* **ZU BEARBEITENDE AUFGABEN**:
1. Welchen Emulator empfiehlt Spacerat im Textauszug?
2. Zitieren Sie die Datensätze wortgetreu, beginnend mit deren erster Zeile bis einschließlich der Zeile mit „[[580, 171]]“.

* **TEXTAUSZUG**:
# PET 2001 Basic gesucht!



## Manello (18. Mai 2012)

Hallo Leute,

Ich suche schon sehr lange einen Pet 2001 und nun habe ich einen (4bit PC mit Pet Basic)
Leider habe ich zu spät herausgefunden dass dass Betriebssystem fehlt :S und somit unbrauchbar ist.
Und dazu finde ich keinen Download dazu, wahrscheinlich wegen dem alter (1977)
Hoffe jemand kennt da ne lösung oder einen Download.
Hoffe auf hilfe, da ich sehr viel für dass Ding bezahlt habe.

Manello

(Hoffe es wird nicht gelöscht, da ich in anderen Foren keine lösung
gefunden habe)


----------



## Spacerat (18. Mai 2012)

Herzlichen Glückwunsch zum Kauf Ihres neuen Geräts... XD

Nee, ernsthaft... schau dir mal den Emulator "Vice" an, dort sind einige Dateien bei, die für die Emulation eines PET erforderlich sind unter anderem auch Disk-Images. Aber ob du nun hier da und dort nach Downloads suchst, oder Vice ausprobierst... wie willst du die Images passend auf 5 1/4'' Disketten bringen?

* **ANGEZEIGTE DATENSÄTZE**:
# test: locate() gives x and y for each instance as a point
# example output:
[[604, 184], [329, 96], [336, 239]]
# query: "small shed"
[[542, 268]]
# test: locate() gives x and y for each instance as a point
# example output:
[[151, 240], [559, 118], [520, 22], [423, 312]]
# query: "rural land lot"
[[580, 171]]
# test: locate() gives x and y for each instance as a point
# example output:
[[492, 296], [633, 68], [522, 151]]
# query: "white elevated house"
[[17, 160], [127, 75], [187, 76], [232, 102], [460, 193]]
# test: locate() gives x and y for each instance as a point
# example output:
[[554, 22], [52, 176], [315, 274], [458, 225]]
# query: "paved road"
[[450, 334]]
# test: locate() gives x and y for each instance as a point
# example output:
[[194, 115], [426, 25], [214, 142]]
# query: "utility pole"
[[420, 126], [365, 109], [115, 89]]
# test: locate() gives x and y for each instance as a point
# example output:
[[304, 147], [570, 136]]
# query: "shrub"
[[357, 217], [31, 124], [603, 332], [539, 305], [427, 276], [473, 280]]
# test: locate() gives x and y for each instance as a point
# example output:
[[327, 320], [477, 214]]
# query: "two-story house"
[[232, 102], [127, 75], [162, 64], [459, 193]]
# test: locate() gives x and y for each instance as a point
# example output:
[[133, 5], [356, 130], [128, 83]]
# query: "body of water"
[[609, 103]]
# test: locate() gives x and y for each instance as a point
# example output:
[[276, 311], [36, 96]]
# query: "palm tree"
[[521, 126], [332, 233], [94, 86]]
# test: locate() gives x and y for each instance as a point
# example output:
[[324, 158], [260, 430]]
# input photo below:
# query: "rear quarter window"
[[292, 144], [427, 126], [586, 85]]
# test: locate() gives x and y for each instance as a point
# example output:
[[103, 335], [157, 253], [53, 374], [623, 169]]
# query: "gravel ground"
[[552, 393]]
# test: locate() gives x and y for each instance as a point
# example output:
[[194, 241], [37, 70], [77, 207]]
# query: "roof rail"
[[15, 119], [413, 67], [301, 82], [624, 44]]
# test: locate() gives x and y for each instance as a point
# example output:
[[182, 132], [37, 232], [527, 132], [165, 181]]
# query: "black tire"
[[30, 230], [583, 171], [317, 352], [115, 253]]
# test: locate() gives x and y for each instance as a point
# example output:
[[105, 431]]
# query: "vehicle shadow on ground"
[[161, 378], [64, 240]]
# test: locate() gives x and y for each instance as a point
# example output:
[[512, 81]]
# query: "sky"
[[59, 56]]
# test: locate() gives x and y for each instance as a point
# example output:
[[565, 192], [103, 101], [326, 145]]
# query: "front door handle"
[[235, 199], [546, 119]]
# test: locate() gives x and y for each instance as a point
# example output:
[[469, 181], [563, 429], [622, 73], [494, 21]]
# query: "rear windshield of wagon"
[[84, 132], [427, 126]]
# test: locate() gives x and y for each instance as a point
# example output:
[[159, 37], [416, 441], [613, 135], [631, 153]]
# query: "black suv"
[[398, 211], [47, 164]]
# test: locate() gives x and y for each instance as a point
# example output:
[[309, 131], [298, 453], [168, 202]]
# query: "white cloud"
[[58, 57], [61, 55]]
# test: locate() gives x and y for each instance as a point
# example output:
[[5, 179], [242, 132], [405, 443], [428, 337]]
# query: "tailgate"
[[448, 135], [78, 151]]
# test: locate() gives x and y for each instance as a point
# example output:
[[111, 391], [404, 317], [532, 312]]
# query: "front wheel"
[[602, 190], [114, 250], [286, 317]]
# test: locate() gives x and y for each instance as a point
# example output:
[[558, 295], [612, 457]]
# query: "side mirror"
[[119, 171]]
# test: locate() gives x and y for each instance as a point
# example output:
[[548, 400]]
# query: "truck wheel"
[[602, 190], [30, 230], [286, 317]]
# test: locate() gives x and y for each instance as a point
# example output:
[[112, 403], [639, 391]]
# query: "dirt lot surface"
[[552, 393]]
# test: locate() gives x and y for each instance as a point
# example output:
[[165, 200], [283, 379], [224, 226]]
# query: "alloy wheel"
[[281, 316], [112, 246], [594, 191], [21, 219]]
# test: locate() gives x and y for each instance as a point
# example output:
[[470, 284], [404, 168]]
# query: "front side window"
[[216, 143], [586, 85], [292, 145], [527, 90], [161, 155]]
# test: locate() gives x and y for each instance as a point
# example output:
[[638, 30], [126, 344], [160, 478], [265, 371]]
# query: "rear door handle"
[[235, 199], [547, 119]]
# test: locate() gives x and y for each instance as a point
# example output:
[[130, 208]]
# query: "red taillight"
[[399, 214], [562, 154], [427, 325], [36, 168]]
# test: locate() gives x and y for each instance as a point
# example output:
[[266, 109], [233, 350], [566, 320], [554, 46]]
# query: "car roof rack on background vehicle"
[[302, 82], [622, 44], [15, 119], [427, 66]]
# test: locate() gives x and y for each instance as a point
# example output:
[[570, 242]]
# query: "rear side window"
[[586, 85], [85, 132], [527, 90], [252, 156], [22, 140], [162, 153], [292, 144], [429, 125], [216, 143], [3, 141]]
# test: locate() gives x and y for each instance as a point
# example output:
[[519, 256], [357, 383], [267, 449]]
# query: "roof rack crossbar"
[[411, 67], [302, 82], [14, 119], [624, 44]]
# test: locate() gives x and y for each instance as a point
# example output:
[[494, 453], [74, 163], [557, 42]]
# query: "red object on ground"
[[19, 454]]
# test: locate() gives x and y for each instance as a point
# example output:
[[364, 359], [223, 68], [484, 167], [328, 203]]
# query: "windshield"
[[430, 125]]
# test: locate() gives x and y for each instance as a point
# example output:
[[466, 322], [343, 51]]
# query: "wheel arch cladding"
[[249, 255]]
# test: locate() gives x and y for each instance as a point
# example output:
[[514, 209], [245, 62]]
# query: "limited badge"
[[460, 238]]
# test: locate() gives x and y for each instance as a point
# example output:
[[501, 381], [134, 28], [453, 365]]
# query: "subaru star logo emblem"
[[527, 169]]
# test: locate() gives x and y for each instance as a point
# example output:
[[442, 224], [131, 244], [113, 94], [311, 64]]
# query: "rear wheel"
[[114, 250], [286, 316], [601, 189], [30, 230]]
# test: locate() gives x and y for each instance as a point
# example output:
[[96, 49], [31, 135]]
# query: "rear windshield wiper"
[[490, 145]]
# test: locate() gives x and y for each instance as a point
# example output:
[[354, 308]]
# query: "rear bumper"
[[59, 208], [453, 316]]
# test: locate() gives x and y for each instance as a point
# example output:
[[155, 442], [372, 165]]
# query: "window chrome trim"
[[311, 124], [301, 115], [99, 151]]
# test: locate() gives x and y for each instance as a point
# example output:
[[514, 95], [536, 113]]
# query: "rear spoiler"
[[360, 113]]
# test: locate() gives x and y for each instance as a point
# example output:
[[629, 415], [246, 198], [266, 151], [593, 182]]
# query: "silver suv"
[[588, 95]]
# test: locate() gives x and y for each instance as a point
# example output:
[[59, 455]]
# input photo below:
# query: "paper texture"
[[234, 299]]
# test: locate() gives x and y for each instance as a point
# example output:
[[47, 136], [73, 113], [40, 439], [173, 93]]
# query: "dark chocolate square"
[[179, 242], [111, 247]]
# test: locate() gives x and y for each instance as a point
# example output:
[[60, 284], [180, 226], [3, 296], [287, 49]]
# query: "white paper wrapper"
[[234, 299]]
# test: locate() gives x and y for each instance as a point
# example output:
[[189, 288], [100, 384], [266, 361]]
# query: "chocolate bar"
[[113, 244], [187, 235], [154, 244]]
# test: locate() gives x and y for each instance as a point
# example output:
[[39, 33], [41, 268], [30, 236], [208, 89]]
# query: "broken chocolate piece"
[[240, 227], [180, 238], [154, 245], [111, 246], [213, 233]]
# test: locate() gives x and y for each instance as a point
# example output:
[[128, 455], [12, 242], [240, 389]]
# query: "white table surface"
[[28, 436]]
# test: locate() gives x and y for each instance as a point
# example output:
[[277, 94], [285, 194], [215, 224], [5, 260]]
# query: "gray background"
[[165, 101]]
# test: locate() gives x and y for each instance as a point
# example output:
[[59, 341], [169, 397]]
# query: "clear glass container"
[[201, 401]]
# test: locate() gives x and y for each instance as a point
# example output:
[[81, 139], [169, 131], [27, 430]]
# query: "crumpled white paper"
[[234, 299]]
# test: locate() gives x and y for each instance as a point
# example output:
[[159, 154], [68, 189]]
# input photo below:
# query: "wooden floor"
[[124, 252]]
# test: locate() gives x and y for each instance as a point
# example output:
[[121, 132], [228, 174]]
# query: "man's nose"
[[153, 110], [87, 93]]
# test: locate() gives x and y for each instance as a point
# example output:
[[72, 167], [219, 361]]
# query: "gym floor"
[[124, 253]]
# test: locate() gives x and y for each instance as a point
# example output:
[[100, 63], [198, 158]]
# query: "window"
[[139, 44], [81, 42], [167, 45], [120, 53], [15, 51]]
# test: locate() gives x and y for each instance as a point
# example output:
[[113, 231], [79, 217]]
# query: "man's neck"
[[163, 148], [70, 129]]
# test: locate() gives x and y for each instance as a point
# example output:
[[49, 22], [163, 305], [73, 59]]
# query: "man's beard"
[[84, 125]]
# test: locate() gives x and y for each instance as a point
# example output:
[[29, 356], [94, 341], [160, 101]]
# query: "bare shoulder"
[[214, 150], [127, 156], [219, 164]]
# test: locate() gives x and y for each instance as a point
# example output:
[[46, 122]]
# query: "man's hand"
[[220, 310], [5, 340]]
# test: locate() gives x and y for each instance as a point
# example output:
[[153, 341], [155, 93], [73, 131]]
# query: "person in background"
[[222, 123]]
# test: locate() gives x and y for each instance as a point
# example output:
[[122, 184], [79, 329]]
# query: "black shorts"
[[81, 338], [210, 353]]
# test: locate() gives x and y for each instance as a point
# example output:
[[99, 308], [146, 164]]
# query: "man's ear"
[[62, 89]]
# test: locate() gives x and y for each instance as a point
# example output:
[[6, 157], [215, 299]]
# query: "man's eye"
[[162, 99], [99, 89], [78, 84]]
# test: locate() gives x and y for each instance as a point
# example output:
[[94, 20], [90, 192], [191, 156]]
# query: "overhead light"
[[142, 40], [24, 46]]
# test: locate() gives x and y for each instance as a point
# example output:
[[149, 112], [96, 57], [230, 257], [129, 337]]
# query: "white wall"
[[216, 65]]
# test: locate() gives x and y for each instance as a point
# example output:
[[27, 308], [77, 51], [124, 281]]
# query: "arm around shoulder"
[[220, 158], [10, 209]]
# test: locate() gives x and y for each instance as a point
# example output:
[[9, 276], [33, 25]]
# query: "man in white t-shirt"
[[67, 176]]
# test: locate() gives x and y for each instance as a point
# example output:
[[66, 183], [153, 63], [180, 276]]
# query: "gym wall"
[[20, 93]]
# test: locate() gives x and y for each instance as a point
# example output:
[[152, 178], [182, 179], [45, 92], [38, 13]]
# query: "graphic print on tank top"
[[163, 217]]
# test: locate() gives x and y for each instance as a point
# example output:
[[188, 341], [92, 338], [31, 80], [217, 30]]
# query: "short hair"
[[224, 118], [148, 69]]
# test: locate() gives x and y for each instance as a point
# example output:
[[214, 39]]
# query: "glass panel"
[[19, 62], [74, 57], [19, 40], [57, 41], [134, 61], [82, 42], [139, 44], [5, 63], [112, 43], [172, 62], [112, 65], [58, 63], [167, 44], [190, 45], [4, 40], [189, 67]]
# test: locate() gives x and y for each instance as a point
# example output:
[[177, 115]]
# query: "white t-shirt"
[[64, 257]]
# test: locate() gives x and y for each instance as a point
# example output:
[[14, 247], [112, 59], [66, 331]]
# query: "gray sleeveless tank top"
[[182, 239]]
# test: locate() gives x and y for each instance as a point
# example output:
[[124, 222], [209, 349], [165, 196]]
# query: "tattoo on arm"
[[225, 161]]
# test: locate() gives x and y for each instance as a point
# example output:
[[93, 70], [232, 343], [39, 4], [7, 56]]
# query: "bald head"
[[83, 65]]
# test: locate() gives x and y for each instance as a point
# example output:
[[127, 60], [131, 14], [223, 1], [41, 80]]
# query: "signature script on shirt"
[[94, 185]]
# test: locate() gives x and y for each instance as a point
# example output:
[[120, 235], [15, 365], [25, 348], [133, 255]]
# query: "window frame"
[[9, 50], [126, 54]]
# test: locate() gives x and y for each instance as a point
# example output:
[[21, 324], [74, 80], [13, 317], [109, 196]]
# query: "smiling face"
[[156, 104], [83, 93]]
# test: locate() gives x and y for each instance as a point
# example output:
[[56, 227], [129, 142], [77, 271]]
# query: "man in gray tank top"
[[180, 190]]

* **ANTWORTEN JE AUFGABE**:
1. Den Emulator „Vice“.

2.
# test: locate() gives x and y for each instance as a point
# example output:
[[604, 184], [329, 96], [336, 239]]
# query: "small shed"
[[542, 268]]
# test: locate() gives x and y for each instance as a point
# example output:
[[151, 240], [559, 118], [520, 22], [423, 312]]
# query: "rural land lot"
[[580, 171]]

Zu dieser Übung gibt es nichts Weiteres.